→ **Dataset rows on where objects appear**
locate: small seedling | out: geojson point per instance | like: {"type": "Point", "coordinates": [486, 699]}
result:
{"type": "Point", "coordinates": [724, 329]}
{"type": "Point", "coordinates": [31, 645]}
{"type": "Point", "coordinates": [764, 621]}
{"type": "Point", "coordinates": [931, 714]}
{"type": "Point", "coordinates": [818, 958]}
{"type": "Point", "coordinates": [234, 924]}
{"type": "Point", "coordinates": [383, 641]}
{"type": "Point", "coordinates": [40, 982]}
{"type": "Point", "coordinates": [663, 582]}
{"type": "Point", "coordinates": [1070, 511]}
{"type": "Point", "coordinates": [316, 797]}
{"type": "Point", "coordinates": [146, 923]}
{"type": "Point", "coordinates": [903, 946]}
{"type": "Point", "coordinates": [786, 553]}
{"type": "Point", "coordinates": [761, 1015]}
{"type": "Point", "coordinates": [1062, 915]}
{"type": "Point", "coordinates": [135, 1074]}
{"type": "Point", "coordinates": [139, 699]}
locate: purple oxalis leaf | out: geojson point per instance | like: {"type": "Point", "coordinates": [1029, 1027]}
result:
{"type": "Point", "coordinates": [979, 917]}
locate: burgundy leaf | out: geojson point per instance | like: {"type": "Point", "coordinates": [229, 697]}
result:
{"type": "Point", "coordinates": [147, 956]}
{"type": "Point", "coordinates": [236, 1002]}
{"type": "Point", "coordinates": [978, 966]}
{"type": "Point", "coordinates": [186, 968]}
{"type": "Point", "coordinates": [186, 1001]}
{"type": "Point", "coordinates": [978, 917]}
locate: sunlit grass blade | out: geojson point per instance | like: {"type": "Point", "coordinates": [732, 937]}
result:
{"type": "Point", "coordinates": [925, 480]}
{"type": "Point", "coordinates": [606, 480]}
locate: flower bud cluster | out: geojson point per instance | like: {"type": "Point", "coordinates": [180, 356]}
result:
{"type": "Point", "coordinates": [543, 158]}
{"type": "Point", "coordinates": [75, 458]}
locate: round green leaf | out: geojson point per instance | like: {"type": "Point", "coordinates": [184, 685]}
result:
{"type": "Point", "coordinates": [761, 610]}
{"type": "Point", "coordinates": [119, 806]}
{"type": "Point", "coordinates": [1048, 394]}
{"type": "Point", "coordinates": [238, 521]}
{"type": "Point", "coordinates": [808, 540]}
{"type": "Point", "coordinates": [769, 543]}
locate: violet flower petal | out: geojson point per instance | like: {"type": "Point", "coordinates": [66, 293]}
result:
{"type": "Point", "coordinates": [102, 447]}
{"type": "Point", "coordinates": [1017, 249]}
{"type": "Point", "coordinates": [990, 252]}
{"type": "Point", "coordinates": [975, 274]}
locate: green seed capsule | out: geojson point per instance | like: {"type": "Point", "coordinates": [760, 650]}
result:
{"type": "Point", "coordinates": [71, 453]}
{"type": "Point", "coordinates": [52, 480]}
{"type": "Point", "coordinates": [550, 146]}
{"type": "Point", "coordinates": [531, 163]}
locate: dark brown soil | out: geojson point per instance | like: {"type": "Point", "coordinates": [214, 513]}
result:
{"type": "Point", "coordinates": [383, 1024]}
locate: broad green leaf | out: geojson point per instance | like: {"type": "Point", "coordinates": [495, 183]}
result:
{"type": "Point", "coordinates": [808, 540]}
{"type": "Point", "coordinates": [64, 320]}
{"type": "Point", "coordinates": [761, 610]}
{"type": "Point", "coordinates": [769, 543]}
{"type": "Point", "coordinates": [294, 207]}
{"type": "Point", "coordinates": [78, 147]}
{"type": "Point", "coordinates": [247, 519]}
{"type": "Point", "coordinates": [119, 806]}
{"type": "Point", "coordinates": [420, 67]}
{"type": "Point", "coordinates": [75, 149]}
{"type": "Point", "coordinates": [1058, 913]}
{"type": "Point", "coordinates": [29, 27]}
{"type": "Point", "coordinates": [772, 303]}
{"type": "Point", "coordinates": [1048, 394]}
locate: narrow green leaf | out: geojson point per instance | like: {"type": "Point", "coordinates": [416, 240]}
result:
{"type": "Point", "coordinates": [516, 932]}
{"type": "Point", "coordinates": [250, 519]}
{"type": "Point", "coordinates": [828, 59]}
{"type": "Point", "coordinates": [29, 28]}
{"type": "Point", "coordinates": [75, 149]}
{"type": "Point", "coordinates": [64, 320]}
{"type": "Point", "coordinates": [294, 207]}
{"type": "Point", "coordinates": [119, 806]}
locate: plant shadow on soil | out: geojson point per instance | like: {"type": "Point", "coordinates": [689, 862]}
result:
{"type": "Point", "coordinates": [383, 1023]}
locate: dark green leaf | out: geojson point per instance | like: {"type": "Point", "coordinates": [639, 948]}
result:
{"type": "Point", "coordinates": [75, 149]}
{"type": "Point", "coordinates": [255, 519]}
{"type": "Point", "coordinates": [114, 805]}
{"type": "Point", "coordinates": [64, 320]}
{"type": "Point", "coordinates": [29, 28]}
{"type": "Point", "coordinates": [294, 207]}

→ **Work required**
The lines to quote run from the one containing "locate: narrow green" through the final line of the material above; please give them exactly, both ends included, and nothing else.

→ **Task solution**
locate: narrow green leaf | out: geojson point per instance | like: {"type": "Point", "coordinates": [416, 240]}
result:
{"type": "Point", "coordinates": [516, 932]}
{"type": "Point", "coordinates": [250, 519]}
{"type": "Point", "coordinates": [828, 59]}
{"type": "Point", "coordinates": [29, 28]}
{"type": "Point", "coordinates": [75, 149]}
{"type": "Point", "coordinates": [64, 320]}
{"type": "Point", "coordinates": [294, 207]}
{"type": "Point", "coordinates": [119, 806]}
locate: plant shadow on soil | out: geojson point per instance | like: {"type": "Point", "coordinates": [689, 862]}
result:
{"type": "Point", "coordinates": [383, 1023]}
locate: dark green leaf | out: geojson point per instance | like: {"type": "Point", "coordinates": [639, 948]}
result:
{"type": "Point", "coordinates": [75, 149]}
{"type": "Point", "coordinates": [255, 519]}
{"type": "Point", "coordinates": [114, 805]}
{"type": "Point", "coordinates": [64, 320]}
{"type": "Point", "coordinates": [29, 28]}
{"type": "Point", "coordinates": [294, 207]}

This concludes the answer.